- [SELECTED PASSAGE]:
Start of Block
We have recognized the traditional strengths of Wake Forest and acknowledged its current needs. This blueprint, focused on the pending arrival of the Class of 2000, suggests the means for successfully pursuing Wake Forest's Pro Humanitate objectives into the 21st century.
Appendix A: Major Forces and Trends Likely to Influence Wake Forest University During the Next Decade
The challenge before Wake Forest is to act in anticipation of major forces and trends, during a decade when:
* Ecology and the environment, the humanities, and religion will be increasingly emphasized.
* Minority, women, and international students will make up an increasing percentage of the enrollment of colleges and universities.
* Societies will become much more multicultural and multilingual.
* Parents, students, accrediting bodies, and the general public will demand accountability and improved quality, reflecting a new wave of consumerism.
* Information will assume greater importance than land, labor, or other forms of capital.
* Decisions will increasingly be made by teams.
* Change will become the norm.
* Downsizing and vertical integration in industry will have repercussions for colleges and universities.
* The University will assume a greater role in civic responsibility as interest in public and community service increases in the larger society.
Source: Consultations with Wake Forest faculty and alumni groups.
Appendix B: The Mission and Purpose of Wake Forest University
Wake Forest is a university dedicated to the pursuit of excellence in the liberal arts and in graduate and professional education. Its distinctiveness in its pursuit of its mission derives from its private, coeducational, and residential character; its size and location; and its Baptist affiliation. Each of these factors constitutes a significant aspect of the unique character of the institution.
End of Block
- [Collected data entries]:
Start of Block
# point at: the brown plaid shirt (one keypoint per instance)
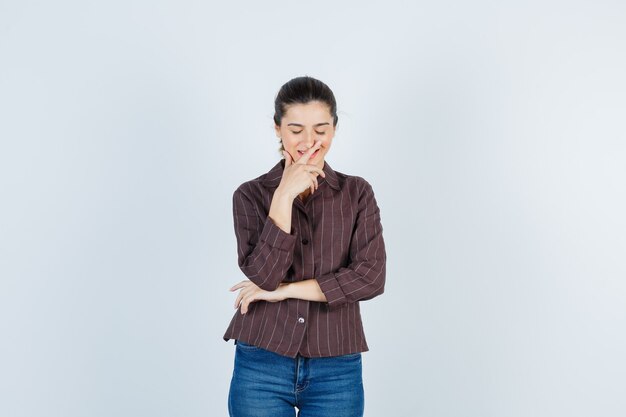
(336, 237)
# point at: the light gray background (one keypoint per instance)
(493, 134)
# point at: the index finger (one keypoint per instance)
(307, 155)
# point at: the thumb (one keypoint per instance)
(288, 160)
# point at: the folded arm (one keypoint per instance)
(265, 251)
(364, 277)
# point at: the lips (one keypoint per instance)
(312, 156)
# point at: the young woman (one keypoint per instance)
(309, 240)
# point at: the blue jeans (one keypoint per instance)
(266, 384)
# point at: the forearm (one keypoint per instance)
(280, 210)
(308, 289)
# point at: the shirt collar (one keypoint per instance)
(273, 176)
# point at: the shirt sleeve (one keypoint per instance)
(364, 277)
(265, 256)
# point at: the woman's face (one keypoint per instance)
(302, 125)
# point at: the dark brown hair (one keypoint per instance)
(302, 90)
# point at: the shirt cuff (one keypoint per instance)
(277, 237)
(332, 290)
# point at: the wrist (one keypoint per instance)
(285, 289)
(283, 195)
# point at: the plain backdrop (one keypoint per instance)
(492, 132)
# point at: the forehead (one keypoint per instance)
(310, 113)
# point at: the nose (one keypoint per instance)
(309, 140)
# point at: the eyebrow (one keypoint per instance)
(315, 125)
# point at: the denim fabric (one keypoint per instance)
(265, 383)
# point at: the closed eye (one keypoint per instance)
(319, 133)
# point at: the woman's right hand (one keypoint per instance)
(300, 175)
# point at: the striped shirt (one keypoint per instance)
(336, 237)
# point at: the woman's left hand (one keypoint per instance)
(250, 292)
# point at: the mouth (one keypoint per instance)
(312, 156)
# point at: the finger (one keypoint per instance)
(288, 159)
(307, 155)
(238, 285)
(314, 181)
(238, 299)
(313, 169)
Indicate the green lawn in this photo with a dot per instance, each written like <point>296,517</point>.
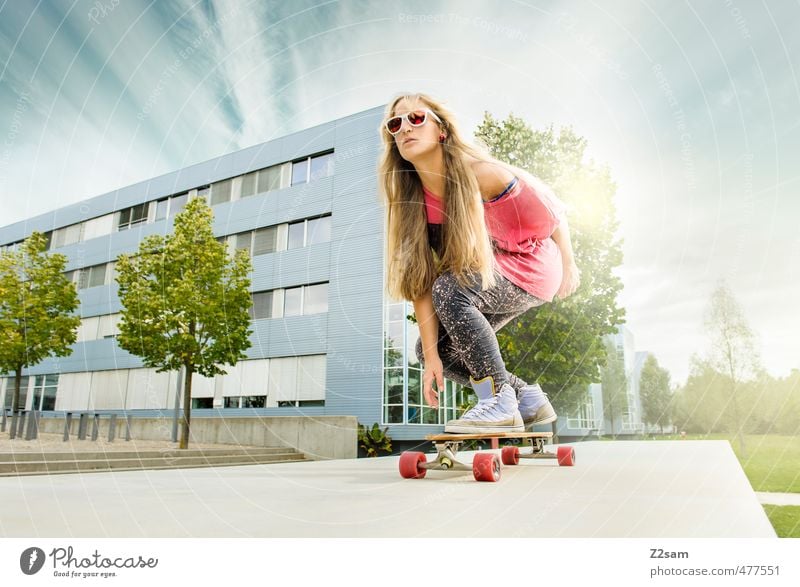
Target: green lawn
<point>772,464</point>
<point>785,519</point>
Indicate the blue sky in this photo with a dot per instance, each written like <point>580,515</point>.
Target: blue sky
<point>694,107</point>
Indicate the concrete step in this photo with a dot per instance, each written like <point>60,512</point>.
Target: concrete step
<point>75,462</point>
<point>70,455</point>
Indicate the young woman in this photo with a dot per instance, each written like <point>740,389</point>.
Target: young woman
<point>473,243</point>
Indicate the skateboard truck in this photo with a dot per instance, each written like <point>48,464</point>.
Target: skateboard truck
<point>485,465</point>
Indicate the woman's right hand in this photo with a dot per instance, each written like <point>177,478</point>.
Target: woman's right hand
<point>434,371</point>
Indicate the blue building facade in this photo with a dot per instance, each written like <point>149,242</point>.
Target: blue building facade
<point>326,338</point>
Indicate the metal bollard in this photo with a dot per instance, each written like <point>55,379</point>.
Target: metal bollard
<point>67,426</point>
<point>20,424</point>
<point>82,425</point>
<point>112,428</point>
<point>32,433</point>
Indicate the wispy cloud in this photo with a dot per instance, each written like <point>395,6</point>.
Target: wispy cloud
<point>693,107</point>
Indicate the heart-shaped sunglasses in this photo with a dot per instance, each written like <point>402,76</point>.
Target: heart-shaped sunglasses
End of Block
- [WHAT YOU ARE ASKED TO DO]:
In the Wake Forest text, do these statements agree with it? Answer yes or no for each, quoting the words that decide it: (a) the text expects decisions to be made more and more by teams; (b) the text expects societies to become less multilingual; (c) the text credits its list of forces and trends to consultations with Wake Forest students. The entries come from a separate source and are not part of the Wake Forest text.

- [SOLUTION]:
(a) Yes: "Decisions will increasingly be made by teams."
(b) No: "Societies will become much more multicultural and multilingual."
(c) No: "Consultations with Wake Forest faculty and alumni groups."